DOCUMENT SECTION:
Tasmania’s relatively short distances would make electric trucks using swappable batteries a viable option, but the action plan contains no substantive move in this direction either.
The government’s “technology-led” response to climate change rides on the back of what is already happening in the world at large. It gets points for its stamp duty waiver on EV purchases, along with putting funds into a handful of charging facilities and getting EVs into public fleets.
But with the urgency of the climate challenge now undeniable, this is complacent. Rachel Hay’s Climate Tasmania paper reported in last weekend’s Sunday Tasmanian calls for much greater urgency in rolling out better incentives to buy EVs along with investment in public transport and “active transport” (cycling and walking).
Real success will depend on cracking the hardest nuts of all, the human ones. People’s fear of change, an aversion to leaving familiar ways behind and taking up new ones, paltry public support and an unequal share of wealth… left unattended, such psychological, economic and social factors will derail EV rollout in Tasmania and everywhere else.
As Climate Tasmania pointed out in its response to the new climate laws passed in State Parliament last year, “opportunity for gradual change within existing structures has long passed and urgent action is now needed”. Minimising the inevitable economic disruption calls for active government mediation.
The Rockliff government’s unspoken rationale is that off a base of “nation-leading” emissions reduction, our response to climate change can be rolled out smoothly without job losses or dislocation. This is foolishly complacent.
Disruption is happening now, and all Tasmanians need to be brought into the discussion about how we deal with it. That’s called leadership, and right now it’s nowhere to be seen.

(Location identification entries)
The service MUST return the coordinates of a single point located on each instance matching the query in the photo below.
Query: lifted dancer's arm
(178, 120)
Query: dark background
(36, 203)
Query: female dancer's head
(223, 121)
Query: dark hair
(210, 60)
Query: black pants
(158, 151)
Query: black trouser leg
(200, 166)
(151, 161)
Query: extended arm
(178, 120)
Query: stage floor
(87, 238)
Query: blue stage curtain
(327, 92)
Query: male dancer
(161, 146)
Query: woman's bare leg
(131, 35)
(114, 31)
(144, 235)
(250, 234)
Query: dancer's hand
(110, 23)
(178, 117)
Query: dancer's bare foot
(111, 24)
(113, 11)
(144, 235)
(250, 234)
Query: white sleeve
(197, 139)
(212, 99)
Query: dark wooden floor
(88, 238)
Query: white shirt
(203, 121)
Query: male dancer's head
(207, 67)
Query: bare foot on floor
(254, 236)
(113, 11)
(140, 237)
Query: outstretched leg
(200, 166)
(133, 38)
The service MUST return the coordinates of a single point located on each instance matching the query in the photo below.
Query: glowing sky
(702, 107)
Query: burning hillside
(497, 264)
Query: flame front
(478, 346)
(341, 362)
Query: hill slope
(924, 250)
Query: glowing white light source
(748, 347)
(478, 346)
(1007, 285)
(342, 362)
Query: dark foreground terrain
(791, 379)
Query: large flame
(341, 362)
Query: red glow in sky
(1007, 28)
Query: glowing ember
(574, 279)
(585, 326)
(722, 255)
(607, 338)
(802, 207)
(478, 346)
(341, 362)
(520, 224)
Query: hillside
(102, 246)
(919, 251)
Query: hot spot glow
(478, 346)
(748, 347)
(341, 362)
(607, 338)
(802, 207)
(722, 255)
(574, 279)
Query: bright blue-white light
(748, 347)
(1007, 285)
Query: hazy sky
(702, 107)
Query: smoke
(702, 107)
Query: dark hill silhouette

PROBLEMS TO WORK ON:
[1] Based on the text on Tasmania's climate action plan, answer yes or no for each statement and quote the deciding words of the text. (a) The government gets credit for waiving stamp duty on EV purchases. (b) The action plan includes a substantive move toward electric trucks with swappable batteries. (c) The Climate Tasmania paper calls for investment in public transport.
[2] Edit the records from the line with "Query: bare foot on floor" through the end of the records, changing "hillside" to "slope" and leaving everything else as it is. Give back only those lines.

COMPLETE ANSWERS:
[1]
(a) Yes: "It gets points for its stamp duty waiver on EV purchases"
(b) No: "the action plan contains no substantive move in this direction either"
(c) Yes: "calls for much greater urgency in rolling out better incentives to buy EVs along with investment in public transport"

[2]
Query: bare foot on floor
(254, 236)
(113, 11)
(140, 237)
Query: outstretched leg
(200, 166)
(133, 38)
The service MUST return the coordinates of a single point located on each instance matching the query in the photo below.
Query: glowing sky
(702, 107)
Query: burning slope
(497, 264)
Query: flame front
(478, 346)
(341, 362)
Query: hill slope
(924, 250)
Query: glowing white light source
(748, 347)
(478, 346)
(1007, 285)
(342, 362)
Query: dark foreground terrain
(791, 379)
Query: large flame
(341, 362)
Query: red glow in sky
(1007, 28)
Query: glowing ember
(574, 279)
(585, 326)
(722, 255)
(607, 338)
(802, 207)
(478, 346)
(341, 362)
(520, 224)
Query: slope
(102, 246)
(919, 251)
Query: hot spot glow
(478, 346)
(748, 347)
(341, 362)
(607, 338)
(802, 207)
(722, 255)
(574, 279)
Query: bright blue-white light
(748, 347)
(1007, 285)
Query: hazy sky
(702, 107)
Query: smoke
(702, 107)
Query: dark hill silhouette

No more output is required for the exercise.